Short problem 1 » Please reproduce the passage about serving on a murder jury from "I use the term" to "it past Voir Dire.", substituting "civic duty" for "jury duty".

I use the term “kid” advisedly; he was a high school student at the time. He’d be in his thirties now. Of all the people at that murder trial, he’s the one I’ll never forget.

Here’s the back-story: Fifteen years ago I received a letter informing me I was selected for jury duty.  I fall into the “many times summonsed, rarely chosen category.” I’ve never tried to wriggle out of serving, but I rarely made it past Voir Dire.

This time I was chosen. It marked only the third time I’d been selected to help decide the legal fate of an accused fellow citizen. First time, it was a marijuana case (Not guilty.). Second was Felony Burglary (Guilty). The tiebreaker would be a charge of First Degree Murder. 

As is so often the case, it was a stupid murder—senseless, useless, bewildering. A teenager had been chased down and cornered in the courtyard of his high school. He was then executed at point blank range. There were many witnesses as this took place at high noon during a crowded school lunch hour. Quick arrests had been made.

Two separate trials would try two defendants for the crime. Our jury was not deciding the fate of the shooter. Our accused young man had allegedly driven the shooter to and from the scene of the crime. The defendant’s court appointed lawyer even admitted his client was the driver, but then argued his client had no idea a crime was about to be committed, and was thus not guilty. 

The defendant had not shot anyone. He had not gotten out of the car. What he had done was drive the shooter—who was carrying a long rifle with him—to the scene, stopped and let him out. The defendant then waited, engine running, for the kid with the rifle to return to the car. When he saw a foot chase that led the shooter and his victim to another part of the parking lot, the defendant drove over near where the boy was being executed and waited for his passenger to return. Once back inside the car, the defendant drove both of them away from the scene at high speed.

Provided records »
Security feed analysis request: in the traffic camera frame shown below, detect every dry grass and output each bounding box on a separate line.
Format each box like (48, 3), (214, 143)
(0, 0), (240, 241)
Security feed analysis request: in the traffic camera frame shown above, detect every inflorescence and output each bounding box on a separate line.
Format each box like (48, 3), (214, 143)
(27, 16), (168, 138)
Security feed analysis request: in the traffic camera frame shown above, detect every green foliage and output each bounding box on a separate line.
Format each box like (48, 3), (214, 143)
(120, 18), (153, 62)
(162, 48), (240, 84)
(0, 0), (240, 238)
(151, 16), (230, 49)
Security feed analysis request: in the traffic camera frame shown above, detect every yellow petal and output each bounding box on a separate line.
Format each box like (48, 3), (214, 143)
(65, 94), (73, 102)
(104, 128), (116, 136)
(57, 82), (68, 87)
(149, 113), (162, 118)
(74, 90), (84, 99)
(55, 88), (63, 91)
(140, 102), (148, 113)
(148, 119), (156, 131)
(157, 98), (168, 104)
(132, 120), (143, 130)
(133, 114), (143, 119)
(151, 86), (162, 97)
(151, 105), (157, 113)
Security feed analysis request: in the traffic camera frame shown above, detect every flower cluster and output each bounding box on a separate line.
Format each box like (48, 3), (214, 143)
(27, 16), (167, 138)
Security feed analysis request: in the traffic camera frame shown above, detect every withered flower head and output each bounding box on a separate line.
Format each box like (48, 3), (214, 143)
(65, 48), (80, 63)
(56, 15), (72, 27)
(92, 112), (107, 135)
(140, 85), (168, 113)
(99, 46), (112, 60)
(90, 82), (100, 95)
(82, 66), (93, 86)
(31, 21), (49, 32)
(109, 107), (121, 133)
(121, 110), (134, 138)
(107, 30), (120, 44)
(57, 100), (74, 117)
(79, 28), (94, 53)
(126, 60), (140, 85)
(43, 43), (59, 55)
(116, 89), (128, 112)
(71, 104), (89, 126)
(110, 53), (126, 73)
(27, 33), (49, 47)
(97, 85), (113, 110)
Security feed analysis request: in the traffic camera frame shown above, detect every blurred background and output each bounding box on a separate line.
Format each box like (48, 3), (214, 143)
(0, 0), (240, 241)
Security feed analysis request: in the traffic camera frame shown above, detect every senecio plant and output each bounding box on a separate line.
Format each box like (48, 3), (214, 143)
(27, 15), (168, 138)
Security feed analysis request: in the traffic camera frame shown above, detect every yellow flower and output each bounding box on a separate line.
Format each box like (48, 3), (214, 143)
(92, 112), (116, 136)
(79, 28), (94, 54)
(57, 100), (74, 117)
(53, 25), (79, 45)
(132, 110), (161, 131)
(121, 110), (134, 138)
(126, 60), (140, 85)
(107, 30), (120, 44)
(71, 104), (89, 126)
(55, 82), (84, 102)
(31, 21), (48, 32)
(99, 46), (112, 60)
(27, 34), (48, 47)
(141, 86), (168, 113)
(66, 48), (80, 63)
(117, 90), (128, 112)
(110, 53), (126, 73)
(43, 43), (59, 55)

Short problem 2 » How many lines in the records above contain the string "yellow"? Reply with the number alone.

Result 1 »
I use the term “kid” advisedly; he was a high school student at the time. He’d be in his thirties now. Of all the people at that murder trial, he’s the one I’ll never forget.

Here’s the back-story: Fifteen years ago I received a letter informing me I was selected for civic duty.  I fall into the “many times summonsed, rarely chosen category.” I’ve never tried to wriggle out of serving, but I rarely made it past Voir Dire.

Result 2 » 2